# START OF Records supplied
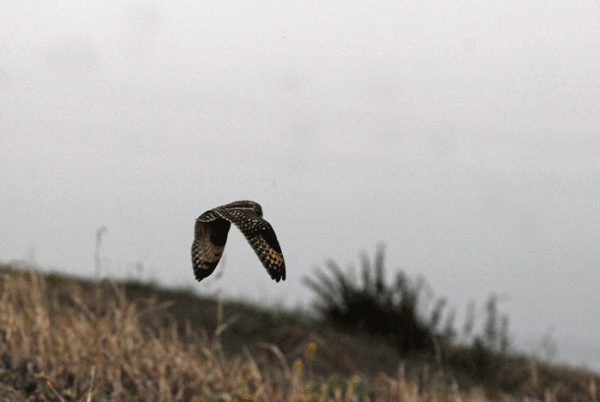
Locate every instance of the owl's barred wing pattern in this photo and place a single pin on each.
(209, 242)
(213, 226)
(261, 236)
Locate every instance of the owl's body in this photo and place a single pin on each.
(212, 228)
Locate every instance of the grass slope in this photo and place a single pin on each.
(67, 339)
# END OF Records supplied
Turn the listing above into a JSON list of strings, with one string for each line and no blank lines. Leave the pictures out.

The answer:
[
  "Locate every instance of the owl's barred wing pattern in this photo and place a single pin on each.",
  "(209, 242)",
  "(213, 226)",
  "(261, 236)",
  "Locate every instance of the owl's body in this photo and place a single pin on each.",
  "(212, 228)",
  "Locate every instance of the grass slope in this photo and place a single pin on each.",
  "(67, 339)"
]